RECORDS FOR THIS EXERCISE:
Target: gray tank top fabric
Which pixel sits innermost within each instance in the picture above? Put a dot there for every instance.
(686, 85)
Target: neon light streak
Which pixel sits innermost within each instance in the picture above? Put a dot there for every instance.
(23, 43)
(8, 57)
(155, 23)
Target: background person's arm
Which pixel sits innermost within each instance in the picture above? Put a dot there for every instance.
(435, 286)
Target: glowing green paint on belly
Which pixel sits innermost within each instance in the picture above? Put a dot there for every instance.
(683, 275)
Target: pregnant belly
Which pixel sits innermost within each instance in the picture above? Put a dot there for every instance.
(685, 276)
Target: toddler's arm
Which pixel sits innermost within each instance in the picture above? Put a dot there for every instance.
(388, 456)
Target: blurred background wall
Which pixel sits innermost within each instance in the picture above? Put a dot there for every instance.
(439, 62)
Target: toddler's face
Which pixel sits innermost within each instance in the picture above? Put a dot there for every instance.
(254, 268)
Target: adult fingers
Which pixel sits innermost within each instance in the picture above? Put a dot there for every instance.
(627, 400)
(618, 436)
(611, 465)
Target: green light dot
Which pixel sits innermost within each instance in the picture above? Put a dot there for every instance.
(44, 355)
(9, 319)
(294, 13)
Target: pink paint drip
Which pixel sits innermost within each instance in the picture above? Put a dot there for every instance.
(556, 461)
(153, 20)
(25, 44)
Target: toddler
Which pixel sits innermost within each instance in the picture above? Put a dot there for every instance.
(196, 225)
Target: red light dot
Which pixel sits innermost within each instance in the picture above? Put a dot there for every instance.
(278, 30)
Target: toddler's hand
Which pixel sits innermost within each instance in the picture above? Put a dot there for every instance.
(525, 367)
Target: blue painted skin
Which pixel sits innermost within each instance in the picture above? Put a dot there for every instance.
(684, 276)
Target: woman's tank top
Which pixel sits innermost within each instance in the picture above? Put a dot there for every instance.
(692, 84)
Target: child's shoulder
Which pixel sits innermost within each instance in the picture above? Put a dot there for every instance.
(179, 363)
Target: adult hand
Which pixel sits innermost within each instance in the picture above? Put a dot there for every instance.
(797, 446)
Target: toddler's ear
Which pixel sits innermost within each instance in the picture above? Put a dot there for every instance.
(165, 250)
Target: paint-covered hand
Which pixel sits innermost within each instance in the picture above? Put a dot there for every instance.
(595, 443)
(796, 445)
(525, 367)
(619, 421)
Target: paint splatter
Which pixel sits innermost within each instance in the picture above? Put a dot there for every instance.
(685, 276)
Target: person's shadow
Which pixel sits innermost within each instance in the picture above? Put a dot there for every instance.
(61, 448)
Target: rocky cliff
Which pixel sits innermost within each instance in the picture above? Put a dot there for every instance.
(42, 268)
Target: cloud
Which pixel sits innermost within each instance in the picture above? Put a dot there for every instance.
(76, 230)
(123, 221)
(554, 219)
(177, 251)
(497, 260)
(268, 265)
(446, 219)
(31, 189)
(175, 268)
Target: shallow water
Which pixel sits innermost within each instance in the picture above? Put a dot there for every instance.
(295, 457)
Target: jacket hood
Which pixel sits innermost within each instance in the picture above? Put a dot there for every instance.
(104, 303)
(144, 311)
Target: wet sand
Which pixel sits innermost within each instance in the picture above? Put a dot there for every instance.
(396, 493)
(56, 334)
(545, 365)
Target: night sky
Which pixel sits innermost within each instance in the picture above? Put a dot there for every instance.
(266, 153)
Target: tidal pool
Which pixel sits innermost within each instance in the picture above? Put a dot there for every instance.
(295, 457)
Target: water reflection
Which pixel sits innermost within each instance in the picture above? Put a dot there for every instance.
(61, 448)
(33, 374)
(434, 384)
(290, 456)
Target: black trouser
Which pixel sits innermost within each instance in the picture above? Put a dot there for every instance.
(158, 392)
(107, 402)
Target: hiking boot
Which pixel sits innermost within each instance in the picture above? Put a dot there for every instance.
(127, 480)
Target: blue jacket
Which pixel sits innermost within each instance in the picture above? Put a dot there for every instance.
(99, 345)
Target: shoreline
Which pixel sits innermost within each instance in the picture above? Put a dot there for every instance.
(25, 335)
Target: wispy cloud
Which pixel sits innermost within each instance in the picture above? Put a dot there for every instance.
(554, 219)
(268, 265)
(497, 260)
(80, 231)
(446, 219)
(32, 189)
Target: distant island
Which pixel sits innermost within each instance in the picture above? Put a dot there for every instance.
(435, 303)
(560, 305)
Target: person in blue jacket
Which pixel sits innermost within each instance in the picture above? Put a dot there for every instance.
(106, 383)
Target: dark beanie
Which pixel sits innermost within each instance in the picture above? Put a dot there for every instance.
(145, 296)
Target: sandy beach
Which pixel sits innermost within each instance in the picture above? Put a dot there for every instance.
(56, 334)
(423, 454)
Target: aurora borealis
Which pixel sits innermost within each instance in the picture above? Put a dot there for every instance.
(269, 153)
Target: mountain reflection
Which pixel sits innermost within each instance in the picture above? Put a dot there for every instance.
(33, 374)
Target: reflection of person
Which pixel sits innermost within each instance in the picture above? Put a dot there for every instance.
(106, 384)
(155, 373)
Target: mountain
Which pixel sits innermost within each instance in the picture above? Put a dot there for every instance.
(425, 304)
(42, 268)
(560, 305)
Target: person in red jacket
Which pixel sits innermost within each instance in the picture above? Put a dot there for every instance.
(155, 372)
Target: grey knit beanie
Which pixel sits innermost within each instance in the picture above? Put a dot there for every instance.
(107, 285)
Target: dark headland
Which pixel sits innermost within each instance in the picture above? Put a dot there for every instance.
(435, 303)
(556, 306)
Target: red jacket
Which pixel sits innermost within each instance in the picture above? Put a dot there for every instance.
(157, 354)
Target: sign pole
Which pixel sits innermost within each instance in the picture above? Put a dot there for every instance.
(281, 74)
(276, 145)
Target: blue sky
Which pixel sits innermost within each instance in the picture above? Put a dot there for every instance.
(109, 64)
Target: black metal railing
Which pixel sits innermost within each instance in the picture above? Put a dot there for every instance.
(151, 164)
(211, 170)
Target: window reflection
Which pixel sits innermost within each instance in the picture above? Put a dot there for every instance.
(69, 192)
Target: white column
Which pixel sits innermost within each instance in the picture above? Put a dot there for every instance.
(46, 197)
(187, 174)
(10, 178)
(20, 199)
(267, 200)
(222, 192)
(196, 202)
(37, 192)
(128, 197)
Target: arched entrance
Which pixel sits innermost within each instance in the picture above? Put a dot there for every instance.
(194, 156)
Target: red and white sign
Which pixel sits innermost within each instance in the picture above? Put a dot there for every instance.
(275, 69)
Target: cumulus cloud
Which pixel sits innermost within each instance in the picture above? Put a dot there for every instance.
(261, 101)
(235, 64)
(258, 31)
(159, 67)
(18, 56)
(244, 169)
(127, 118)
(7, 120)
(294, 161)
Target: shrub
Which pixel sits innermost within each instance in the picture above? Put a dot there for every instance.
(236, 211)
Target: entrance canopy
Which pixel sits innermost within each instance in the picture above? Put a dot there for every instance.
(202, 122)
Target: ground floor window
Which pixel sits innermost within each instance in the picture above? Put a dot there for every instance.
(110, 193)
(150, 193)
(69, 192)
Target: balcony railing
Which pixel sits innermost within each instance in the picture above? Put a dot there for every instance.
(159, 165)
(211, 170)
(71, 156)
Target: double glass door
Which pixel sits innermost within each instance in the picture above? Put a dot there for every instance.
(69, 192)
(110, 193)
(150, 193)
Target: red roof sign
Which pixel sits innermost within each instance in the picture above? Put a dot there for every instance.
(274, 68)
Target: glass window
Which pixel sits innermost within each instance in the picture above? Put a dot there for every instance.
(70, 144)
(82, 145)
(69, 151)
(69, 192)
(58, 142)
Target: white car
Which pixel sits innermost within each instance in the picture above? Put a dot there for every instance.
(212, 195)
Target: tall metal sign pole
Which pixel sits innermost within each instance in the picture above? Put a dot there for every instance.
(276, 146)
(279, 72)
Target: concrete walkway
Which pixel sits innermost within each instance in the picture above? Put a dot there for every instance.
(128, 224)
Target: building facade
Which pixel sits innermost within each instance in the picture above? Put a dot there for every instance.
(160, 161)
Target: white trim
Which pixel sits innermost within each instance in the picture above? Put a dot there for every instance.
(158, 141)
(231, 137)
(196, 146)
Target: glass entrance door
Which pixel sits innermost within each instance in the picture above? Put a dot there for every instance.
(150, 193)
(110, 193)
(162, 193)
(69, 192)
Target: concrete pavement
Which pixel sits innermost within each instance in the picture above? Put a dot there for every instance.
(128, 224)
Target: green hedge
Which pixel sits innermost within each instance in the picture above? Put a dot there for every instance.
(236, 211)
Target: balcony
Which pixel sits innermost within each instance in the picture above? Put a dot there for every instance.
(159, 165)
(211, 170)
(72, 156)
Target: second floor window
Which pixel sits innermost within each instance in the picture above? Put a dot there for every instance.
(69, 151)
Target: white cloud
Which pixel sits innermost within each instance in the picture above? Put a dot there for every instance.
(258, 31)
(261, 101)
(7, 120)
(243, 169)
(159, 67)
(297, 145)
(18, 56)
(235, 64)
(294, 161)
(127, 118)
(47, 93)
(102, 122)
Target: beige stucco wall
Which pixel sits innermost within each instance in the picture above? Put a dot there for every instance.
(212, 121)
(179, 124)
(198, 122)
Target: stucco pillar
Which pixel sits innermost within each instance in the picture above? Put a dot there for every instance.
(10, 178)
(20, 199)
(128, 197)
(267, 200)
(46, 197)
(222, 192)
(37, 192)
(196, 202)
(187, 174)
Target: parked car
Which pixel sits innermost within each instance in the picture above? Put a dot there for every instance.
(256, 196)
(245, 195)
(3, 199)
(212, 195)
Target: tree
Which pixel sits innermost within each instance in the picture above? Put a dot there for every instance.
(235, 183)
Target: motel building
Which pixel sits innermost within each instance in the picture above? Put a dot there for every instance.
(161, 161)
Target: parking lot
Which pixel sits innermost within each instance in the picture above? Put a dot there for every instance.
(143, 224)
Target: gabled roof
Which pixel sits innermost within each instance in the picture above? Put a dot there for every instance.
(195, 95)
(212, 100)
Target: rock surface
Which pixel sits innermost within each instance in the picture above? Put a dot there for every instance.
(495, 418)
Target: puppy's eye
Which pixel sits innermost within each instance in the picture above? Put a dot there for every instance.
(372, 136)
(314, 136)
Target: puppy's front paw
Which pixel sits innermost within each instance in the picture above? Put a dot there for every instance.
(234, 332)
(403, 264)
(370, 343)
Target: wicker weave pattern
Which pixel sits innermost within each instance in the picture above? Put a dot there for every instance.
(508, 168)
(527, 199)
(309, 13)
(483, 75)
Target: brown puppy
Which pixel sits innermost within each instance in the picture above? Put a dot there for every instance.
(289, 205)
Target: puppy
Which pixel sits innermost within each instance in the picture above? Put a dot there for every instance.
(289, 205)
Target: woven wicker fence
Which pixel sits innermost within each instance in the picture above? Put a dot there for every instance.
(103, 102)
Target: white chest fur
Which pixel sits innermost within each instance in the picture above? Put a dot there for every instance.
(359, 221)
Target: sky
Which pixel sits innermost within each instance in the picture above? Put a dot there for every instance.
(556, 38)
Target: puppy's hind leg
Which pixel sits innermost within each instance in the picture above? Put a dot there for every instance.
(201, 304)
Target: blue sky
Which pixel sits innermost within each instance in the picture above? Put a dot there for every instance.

AIM OF THE TASK: In the listing above, the lines from the one containing "Target: toddler's arm" through the one containing "Target: green light dot" must be set down exactly, with no other lines.

EXERCISE ANSWER:
Target: toddler's arm
Which pixel sits innermost within each instance in the picture above? Put a dot there for every instance.
(388, 456)
Target: blurred background wall
Which pixel sits innermost within each instance in the picture above? Put a dot there for every instance.
(439, 62)
Target: toddler's face
Which pixel sits innermost within each instance in the picture above? Put a dot there for every instance.
(254, 268)
Target: adult fingers
Which pixel sits innermost within each instance in the picture above? Put a dot there for every instance.
(627, 400)
(618, 436)
(611, 465)
Target: green light dot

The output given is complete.